# Consigna
Edita el fragmento del texto extraído que comienza con "Lect.:  Hech 13:14, 43-52;" y termina con "hermosa y esperanzadora.", sustituyendo "Buena Noticia" por "Buena Nueva".

# Texto extraído
Lect.:  Hech 13:14, 43-52; Salmo 100:1-2, 3, 5; Apoc 7:9, 14-17; Jn 10:27-30

  1. Todas las lecturas de su Evangelio,  Juan las escribió “para que  tengamos vida en abundancia”, ya, hoy mismo. Y para realizar este propósito, y para conocer cómo está teniendo lugar, los relatos nos ayudan a   identificar los signos de la presencia del resucitado en nuestra propia experiencia hoy. Esos signos no son apariciones, —sabemos que estas solo son formas simbólicas de expresar una experiencia interior. Los signos que les convencían de que estaban ya participando en la vida del Resucitado eran, y siguen siendo, la vivencia de comunidad en el amor,  el valor para anunciar públicamente la Buena Noticia y el lograr contagiar a muchos otros con el entusiasmo por esa Buena Noticia. Visión hermosa y esperanzadora.
  2. Pero seguramente que Uds., como yo, tendrán dudas respecto a este mensaje,  y la primera que yo mismo pienso es, ¿no estaré interpretando arbitrariamente estos relatos? ¿De verdad esos hechos son signos de que los apóstoles estaban viviendo una vida nueva, que participan de la resurrección ya en este mundo? (¡antes de morir!). Para levantar nuestra confianza, el texto de hoy del evangelista nos devuelve a  recuerdos que la comunidad de Juan, —que escribieron este evangelio a finales del siglo Iº,— tenía de promesas que Jesús había hecho y que en su momento los primeros discípulos no habían entendido.

# Listado mostrado
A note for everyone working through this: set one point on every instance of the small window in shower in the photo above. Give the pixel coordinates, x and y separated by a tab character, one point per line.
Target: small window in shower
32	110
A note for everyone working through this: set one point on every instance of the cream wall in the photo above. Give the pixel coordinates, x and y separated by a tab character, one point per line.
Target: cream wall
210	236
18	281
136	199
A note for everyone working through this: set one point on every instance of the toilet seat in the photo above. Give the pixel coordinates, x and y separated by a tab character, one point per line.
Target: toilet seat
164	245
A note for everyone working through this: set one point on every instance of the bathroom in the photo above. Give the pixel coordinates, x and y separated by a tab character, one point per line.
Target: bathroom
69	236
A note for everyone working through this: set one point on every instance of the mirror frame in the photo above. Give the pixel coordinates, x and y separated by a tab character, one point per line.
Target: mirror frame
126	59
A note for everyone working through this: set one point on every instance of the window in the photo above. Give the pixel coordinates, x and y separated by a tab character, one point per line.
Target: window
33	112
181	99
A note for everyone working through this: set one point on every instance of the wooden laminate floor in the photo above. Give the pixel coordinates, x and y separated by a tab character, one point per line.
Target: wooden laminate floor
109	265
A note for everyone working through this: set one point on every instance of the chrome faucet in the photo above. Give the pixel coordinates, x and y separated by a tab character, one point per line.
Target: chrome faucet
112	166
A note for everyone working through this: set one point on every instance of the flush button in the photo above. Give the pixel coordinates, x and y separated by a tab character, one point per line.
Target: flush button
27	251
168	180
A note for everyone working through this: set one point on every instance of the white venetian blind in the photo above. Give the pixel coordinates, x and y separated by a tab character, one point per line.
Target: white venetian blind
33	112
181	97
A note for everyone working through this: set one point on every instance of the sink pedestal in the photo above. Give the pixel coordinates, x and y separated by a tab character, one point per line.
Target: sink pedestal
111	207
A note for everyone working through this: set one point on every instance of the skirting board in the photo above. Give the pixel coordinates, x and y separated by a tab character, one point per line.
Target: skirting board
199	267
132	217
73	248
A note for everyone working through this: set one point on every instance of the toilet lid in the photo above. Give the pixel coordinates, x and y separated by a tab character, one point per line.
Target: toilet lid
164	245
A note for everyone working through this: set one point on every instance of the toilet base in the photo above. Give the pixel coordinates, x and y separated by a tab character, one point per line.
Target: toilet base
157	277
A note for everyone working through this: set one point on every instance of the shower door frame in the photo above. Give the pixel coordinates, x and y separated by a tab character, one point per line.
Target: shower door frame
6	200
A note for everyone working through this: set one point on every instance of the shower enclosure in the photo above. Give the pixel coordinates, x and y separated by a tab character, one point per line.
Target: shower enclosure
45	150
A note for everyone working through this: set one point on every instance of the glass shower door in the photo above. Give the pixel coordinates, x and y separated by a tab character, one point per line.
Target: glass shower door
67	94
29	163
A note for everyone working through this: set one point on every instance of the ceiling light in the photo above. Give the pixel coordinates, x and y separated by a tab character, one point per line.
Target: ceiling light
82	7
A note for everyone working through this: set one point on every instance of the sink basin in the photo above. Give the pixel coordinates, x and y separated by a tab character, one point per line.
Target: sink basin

# Respuesta completa
Lect.:  Hech 13:14, 43-52; Salmo 100:1-2, 3, 5; Apoc 7:9, 14-17; Jn 10:27-30

  1. Todas las lecturas de su Evangelio,  Juan las escribió “para que  tengamos vida en abundancia”, ya, hoy mismo. Y para realizar este propósito, y para conocer cómo está teniendo lugar, los relatos nos ayudan a   identificar los signos de la presencia del resucitado en nuestra propia experiencia hoy. Esos signos no son apariciones, —sabemos que estas solo son formas simbólicas de expresar una experiencia interior. Los signos que les convencían de que estaban ya participando en la vida del Resucitado eran, y siguen siendo, la vivencia de comunidad en el amor,  el valor para anunciar públicamente la Buena Nueva y el lograr contagiar a muchos otros con el entusiasmo por esa Buena Nueva. Visión hermosa y esperanzadora.